* _Task objective_:
A complete, exact copy of the records is needed here.

* _Supplied material_:
BEGIN
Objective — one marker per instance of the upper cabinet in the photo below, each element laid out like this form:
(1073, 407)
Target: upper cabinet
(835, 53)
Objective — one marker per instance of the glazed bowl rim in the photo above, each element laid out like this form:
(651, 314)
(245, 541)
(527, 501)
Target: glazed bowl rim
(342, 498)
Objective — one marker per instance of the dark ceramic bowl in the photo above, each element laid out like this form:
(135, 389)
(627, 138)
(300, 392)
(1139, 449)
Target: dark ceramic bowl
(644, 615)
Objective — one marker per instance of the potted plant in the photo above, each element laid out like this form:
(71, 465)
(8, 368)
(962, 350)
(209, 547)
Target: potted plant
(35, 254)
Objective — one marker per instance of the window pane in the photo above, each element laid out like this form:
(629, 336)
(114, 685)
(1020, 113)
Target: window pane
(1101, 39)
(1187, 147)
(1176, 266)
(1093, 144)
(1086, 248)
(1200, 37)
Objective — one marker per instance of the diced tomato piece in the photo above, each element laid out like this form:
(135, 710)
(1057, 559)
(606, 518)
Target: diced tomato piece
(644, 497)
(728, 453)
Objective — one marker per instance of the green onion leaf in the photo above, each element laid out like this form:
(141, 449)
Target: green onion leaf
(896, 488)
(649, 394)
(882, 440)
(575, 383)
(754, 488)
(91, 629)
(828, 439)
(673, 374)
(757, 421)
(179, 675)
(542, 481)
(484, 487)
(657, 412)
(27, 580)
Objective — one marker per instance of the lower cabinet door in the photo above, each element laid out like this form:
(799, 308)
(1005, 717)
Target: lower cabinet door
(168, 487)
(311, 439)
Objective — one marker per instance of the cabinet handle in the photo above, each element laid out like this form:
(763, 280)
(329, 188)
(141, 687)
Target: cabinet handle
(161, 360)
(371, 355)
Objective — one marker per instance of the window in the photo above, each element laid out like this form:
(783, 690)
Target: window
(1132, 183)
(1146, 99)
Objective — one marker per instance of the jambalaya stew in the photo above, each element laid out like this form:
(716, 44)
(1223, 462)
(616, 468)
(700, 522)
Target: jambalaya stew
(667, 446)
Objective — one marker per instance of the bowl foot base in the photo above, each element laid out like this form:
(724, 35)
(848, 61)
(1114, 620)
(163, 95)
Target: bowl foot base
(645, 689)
END
* _Answer_:
Objective — one marker per instance of the upper cabinet in the photo below, each element laid out like this form:
(1073, 407)
Target: upper cabinet
(835, 53)
Objective — one marker per instance of the glazed bowl rim in the photo above, each element laid out like this form:
(651, 314)
(245, 541)
(527, 501)
Target: glazed bowl rim
(342, 498)
Objective — one marker per instance of the dark ceramic bowl in the photo above, each element laid out like this form:
(135, 389)
(627, 138)
(300, 392)
(1139, 449)
Target: dark ceramic bowl
(644, 615)
Objective — one marker per instance of the potted plant in the photo above, each element laid out like this form:
(71, 465)
(8, 368)
(962, 350)
(209, 547)
Target: potted plant
(35, 254)
Objective — one marker per instance of the window pane in the photo above, each element laid out like this form:
(629, 336)
(114, 685)
(1020, 113)
Target: window pane
(1101, 39)
(1187, 147)
(1176, 266)
(1093, 144)
(1086, 248)
(1200, 37)
Objective — one marker per instance of the diced tomato piece in the photo above, each element laid out like this form:
(135, 710)
(1057, 559)
(606, 518)
Target: diced tomato piece
(644, 497)
(728, 453)
Objective — one marker per instance of the green onion leaf in the photo above, each element laid out like this form:
(141, 449)
Target: green onion leaf
(896, 488)
(649, 394)
(882, 440)
(575, 383)
(754, 488)
(91, 629)
(828, 439)
(673, 374)
(757, 421)
(179, 675)
(542, 481)
(484, 487)
(657, 412)
(27, 580)
Objective — one marker per instance of the lower cabinet door in the photo above, each element laid out like this form:
(799, 308)
(1005, 717)
Target: lower cabinet door
(168, 487)
(311, 439)
Objective — one marker per instance of the cabinet handle in the photo above, each element laid out like this form:
(763, 280)
(329, 188)
(141, 687)
Target: cabinet handle
(161, 360)
(371, 355)
Objective — one marker per instance of the window in the photo above, each element laid out like this form:
(783, 690)
Target: window
(1132, 183)
(1146, 99)
Objective — one marker per instance of the jambalaya stew in the photo above, each element laid out like this form:
(716, 44)
(1223, 462)
(616, 468)
(700, 522)
Target: jambalaya stew
(667, 446)
Objective — one marker per instance of the bowl foot base in the photo above, each element laid out like this form:
(724, 35)
(848, 61)
(1114, 620)
(163, 95)
Target: bowl foot base
(645, 689)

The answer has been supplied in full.